▶ [Instructions for the task] Continue the passage below on the move of dictionaries from print to digital delivery, beginning after its final sentence.

▶ [Given passage]
%%

From Print to Digital
Most of our discussion has focused on the creation, editing, and management of dictionary text. But probably the most significant change since the year 2000 has been in the way that dictionaries are delivered to their users. The complete OED was released as a CD-ROM in 1989, and other publishers quickly followed Oxford’s lead. But at this stage, changes were largely cosmetic; these were not much more than ‘books in digital form’. The CD-ROM is in any case an obsolescent technology, and dictionaries in this form were soon superseded, as most publishers migrated their products to online platforms. (Many online dictionaries continue to exist in print editions, too, but this situation seems unlikely to continue for long.)
From a historical perspective, this is a very recent change, and it will be some time before its full implications become clear. But the concept ‘dictionary’ is in the process of being redefined. Most online dictionaries already include multimedia content, as publishers experiment with the opportunities which the new media offer. Features such as audio pronunciations, animations, and video clips are now common, and one can observe a general trend towards visual (rather than text-based) ways of presenting lexical information. Supplementary materials (blogs, Q&A features, quizzes, and the like) are becoming a normal part of a dictionary website, and the addition of ‘user-generated content’ (still in its early stages) is further broadening the scope of what users expect in a dictionary. Another obvious consequence is that dictionaries can now stay fully up to date. When dictionaries were printed books, they would typically be updated with new editions every four or five years. But in online media, new material (such as novel words or meanings) can be added at any time – and should be, as there is an expectation among users that they will find such data in their online dictionary.

%%

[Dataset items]
%%

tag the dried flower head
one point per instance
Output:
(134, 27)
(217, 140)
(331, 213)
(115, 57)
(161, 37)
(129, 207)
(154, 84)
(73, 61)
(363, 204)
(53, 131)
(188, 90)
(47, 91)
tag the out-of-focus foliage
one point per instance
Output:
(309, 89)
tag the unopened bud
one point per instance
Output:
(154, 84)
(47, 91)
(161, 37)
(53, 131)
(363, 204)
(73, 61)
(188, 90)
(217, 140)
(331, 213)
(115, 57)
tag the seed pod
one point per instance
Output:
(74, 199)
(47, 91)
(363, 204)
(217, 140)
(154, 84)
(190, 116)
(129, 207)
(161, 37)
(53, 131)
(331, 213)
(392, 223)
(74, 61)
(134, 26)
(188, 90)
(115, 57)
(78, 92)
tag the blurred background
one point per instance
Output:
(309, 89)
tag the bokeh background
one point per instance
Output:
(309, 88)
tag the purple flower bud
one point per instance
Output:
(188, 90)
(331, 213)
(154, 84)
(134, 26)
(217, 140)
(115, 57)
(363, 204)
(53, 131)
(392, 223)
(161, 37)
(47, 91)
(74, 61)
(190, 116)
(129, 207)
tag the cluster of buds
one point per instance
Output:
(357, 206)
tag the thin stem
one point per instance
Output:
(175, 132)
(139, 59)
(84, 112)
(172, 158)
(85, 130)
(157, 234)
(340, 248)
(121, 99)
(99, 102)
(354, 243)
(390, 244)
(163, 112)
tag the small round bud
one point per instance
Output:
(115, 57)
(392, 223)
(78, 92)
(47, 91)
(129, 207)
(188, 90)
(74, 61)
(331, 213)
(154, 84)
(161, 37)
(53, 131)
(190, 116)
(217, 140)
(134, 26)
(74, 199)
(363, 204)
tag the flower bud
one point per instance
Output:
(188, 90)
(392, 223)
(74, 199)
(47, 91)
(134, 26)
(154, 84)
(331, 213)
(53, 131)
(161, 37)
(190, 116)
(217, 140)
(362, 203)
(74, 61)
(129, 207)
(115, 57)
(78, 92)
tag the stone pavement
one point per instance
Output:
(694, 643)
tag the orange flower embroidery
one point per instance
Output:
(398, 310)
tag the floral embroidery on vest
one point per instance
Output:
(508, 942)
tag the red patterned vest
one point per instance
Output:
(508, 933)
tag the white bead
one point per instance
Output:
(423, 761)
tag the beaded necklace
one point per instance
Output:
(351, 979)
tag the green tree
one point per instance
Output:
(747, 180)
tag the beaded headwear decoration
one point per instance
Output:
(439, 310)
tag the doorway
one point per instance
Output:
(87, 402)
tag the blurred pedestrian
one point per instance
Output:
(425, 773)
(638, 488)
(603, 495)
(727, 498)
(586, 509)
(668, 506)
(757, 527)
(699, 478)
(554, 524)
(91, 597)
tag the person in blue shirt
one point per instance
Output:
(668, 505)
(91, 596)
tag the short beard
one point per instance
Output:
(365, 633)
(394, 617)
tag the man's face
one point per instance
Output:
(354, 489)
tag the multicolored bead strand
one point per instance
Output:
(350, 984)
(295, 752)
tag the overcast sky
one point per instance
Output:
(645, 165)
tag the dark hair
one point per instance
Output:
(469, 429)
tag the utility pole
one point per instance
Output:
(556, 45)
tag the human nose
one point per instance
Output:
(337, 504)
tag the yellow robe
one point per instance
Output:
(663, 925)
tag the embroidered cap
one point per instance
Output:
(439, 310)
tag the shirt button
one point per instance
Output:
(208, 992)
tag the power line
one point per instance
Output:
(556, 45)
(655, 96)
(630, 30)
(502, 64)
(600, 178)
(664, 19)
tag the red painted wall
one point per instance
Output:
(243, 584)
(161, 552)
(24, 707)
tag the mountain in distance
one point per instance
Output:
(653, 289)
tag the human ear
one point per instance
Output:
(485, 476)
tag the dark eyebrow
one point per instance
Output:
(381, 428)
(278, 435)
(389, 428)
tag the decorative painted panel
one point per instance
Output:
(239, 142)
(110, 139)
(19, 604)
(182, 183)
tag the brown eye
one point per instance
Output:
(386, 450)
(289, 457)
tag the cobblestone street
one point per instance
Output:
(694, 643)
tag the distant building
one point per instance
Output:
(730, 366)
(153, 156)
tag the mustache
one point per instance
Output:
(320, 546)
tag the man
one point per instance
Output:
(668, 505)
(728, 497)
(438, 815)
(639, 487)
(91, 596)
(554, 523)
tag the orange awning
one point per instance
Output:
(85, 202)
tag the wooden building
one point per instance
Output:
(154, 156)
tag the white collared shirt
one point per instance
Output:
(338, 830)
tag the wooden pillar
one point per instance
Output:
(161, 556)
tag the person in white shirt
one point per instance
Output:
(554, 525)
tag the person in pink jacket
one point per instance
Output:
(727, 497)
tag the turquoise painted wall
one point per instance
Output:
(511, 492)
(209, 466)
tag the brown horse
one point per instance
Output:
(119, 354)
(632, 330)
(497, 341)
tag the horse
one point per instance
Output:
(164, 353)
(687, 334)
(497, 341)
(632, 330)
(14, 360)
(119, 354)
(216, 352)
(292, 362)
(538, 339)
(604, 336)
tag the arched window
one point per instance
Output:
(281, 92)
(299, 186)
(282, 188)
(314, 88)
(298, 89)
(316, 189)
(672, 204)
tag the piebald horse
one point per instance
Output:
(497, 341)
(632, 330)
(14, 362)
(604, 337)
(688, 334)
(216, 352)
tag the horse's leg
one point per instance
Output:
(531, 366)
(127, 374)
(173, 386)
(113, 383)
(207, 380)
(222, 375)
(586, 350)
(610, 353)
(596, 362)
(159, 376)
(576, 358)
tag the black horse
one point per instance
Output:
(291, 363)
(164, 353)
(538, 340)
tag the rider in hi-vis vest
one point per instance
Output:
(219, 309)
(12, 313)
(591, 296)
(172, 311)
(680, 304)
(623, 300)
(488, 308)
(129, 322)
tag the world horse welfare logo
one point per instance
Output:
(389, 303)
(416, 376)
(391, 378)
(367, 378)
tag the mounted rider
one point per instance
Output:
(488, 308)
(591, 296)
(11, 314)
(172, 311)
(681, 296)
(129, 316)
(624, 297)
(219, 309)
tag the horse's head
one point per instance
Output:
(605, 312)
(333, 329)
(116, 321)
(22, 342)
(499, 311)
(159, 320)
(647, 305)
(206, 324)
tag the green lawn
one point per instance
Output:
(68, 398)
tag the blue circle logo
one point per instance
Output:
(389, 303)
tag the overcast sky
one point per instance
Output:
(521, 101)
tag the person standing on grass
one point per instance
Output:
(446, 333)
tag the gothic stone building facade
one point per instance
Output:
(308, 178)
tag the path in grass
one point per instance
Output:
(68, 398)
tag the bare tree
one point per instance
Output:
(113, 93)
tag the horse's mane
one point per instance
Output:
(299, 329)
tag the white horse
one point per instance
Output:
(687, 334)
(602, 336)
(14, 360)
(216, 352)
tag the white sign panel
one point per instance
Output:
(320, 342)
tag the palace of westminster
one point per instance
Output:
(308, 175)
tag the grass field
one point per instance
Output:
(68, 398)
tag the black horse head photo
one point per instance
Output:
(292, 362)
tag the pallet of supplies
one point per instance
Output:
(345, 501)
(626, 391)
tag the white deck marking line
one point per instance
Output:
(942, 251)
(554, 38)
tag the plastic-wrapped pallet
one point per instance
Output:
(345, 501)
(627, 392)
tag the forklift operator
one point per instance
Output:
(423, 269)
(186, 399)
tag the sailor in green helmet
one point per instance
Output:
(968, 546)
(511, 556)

%%

▶ [Response to this task]
With the move online, lexicography is entering a new era, and the consequences of this change are still being worked out. For example, the space constraints of a printed dictionary meant that the headword list had to be carefully selected, and publishers would have strict inclusion criteria. With no such limitations in digital media, how do we now decide which words should be included (or excluded)? Issues such as these are still under debate in the lexicographic community.
Conclusion
The automation of lexicographic tasks continues. Emerging technologies which will contribute to this include systems for detecting novel vocabulary (new words and new meanings of existing words), and tools for automatically applying subject-field labels (for example, where a word is predominantly used in medical or legal discourse). Developments like these reflect the interaction between lexicography and NLP, which has been so fruitful in streamlining many of the processes involved in creating a dictionary. There are still many aspects of the lexicographer’s job which require a great deal of skilled human effort, notably word sense disambiguation and definition-writing. But even these are unlikely to be intractable in the long term. In this chapter, we have shown how – over the last half-century or so – the application of technology, and collaborations with researchers in the NLP community, have transformed both lexicography and the dictionary. Further exciting developments are in the pipeline.